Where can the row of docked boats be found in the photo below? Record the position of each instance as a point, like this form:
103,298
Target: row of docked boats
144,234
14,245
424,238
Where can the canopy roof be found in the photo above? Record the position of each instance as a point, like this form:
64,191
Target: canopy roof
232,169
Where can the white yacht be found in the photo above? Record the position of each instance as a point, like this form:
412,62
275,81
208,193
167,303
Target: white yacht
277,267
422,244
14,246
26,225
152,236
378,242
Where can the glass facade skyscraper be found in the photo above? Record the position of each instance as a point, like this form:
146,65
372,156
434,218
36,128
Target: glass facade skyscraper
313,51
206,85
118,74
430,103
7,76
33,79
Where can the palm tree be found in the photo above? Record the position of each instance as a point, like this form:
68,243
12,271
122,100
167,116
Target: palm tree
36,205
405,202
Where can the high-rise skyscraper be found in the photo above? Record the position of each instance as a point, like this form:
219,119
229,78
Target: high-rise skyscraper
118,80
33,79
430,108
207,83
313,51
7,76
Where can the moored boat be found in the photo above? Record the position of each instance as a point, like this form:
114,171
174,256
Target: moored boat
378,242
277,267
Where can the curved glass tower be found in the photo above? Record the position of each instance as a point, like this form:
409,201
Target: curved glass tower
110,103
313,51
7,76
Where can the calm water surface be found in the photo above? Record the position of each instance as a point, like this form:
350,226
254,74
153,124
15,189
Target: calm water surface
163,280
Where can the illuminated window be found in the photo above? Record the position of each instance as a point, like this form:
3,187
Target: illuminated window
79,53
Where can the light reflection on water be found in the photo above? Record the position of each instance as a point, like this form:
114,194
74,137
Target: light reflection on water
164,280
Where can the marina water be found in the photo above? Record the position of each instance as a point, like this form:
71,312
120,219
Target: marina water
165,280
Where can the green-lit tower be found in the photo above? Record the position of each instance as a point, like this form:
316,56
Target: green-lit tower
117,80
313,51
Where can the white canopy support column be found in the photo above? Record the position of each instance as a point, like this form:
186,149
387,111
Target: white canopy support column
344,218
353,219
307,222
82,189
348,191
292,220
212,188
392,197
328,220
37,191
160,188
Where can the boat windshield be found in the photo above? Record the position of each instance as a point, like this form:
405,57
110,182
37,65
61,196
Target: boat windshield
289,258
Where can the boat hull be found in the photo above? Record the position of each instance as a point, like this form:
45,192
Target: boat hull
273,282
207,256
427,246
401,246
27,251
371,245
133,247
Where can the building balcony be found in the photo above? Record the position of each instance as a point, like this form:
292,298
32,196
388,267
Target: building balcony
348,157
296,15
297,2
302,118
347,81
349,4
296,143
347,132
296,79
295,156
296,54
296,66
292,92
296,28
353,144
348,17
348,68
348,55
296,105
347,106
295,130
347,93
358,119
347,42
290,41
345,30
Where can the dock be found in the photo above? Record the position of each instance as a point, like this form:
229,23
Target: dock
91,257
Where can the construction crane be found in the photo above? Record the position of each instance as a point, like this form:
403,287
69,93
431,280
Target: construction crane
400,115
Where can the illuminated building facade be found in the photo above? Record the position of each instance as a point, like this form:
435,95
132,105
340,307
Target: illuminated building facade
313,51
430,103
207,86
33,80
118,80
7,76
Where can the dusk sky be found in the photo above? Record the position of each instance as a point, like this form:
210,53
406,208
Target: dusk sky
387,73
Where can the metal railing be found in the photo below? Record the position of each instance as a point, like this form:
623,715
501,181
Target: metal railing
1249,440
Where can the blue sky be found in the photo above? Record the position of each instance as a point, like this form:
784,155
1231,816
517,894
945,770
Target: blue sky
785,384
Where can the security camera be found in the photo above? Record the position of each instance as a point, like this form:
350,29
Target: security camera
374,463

**What you are asked to do:**
Each record must be repeated exactly as it is.

**Reply:**
Where can the row of docked boats be found in the photo below? Record the position of each instance as a point, like this form:
103,298
Target: row of docked boats
144,234
14,245
424,238
Where can the canopy roof be found in the photo above? Record the position of each instance as a point, like this form:
64,191
Target: canopy roof
232,169
Where can the white yacht be found in the photo above? Record the position of each instance as a point, like this form:
412,62
275,81
208,193
167,303
Target: white yacht
277,267
422,244
14,246
26,225
152,236
378,242
Where can the glass facade skyscraper be found in the photo above? Record the position of each instance as a point, like this form:
146,65
372,156
434,218
36,128
Target: glass facade skyscraper
313,51
206,85
118,74
430,103
7,76
33,79
Where can the palm tree be found in the photo above? Record the position of each instance as a point, like this form:
68,243
12,271
122,100
167,116
Target: palm tree
36,205
405,202
Where can the high-rise skyscraper be found in the photo above? Record the position of each instance as a point, like this form:
219,119
229,78
Target: high-rise skyscraper
118,80
33,79
430,108
207,83
313,51
7,76
Where can the moored boat be found in the photo above? Record the position of each instance as a point, like this form:
114,171
174,256
Target: moored boat
378,242
277,267
Where can the curved glass tower be found in the photo above? Record the position of each instance as a point, like this form:
409,201
Target: curved glass tower
110,103
313,51
7,76
Where can the calm water surface be found in the photo above? Record the position of each instance as a point, like this form:
350,226
254,74
153,124
15,189
Target: calm water surface
163,280
Where can the illuminated window be found in the photo above? Record the position of each instance as a point, like this form:
3,187
Target: illuminated window
79,53
Where can the light reflection on water be found in the photo above? Record the position of each instance as a point, like this form:
114,194
74,137
Target: light reflection on water
164,280
Where can the marina water be found in the photo above? Record the position of each instance as a point, like this form:
71,312
120,219
Target: marina water
165,280
Where can the green-lit tower be found in the photo above? Record the position of each instance as a point, like this form:
316,56
Target: green-lit tower
117,80
313,51
Where can the white canopy support column be found in the photo above? Record the position of each instance as a point, like this form:
186,149
387,111
Target: white canopy support column
344,218
353,219
307,222
82,189
348,191
292,220
212,188
392,197
328,220
37,191
160,188
Where can the boat windshield be found in the photo above? Record the position of each instance as a point, like this form:
405,57
110,182
37,65
61,196
Target: boat windshield
289,258
Where can the boat hull be found in the photo above? Record the position of each instance as a point, like this form:
45,192
Target: boat hull
273,282
207,256
427,246
401,246
27,251
371,245
133,247
Where can the building balcony be found in the photo above? Record the position of each instance as a point, like this form:
292,298
32,196
388,267
Target: building balcony
348,157
296,15
297,2
302,118
347,81
349,4
296,143
347,132
296,79
295,156
296,54
296,66
292,92
296,28
353,144
348,17
348,68
348,55
296,105
347,106
295,130
347,93
358,119
347,42
290,41
345,30
Where can the dock be found in the photo above? Record the position of each instance as a point, like this form:
229,23
Target: dock
91,257
Where can the construction crane be found in the photo above? Record the position of each instance as a point, like this form:
403,287
69,93
431,280
Target: construction crane
400,115
Where can the illuminated building facade be found in the photo above? Record the position of each instance as a point, like this form:
435,95
132,105
340,307
Target: illuminated building facade
313,51
430,103
207,86
33,80
118,80
7,76
Where can the dusk sky be found in the photo above? Record the position of each instance as a point, like this form:
210,53
406,208
Target: dusk sky
387,73
Where can the metal railing be found in the photo below? Record the position of each instance as a point, like this form:
623,715
501,181
Target: metal railing
1249,440
Where can the blue sky be found in the photo above? Record the position of each instance as a point, like this form:
784,155
1231,816
517,894
945,770
Target: blue sky
785,384
Where can the security camera be found in the photo above? Record the position of each instance as a point, like this form:
350,29
Target: security camera
374,463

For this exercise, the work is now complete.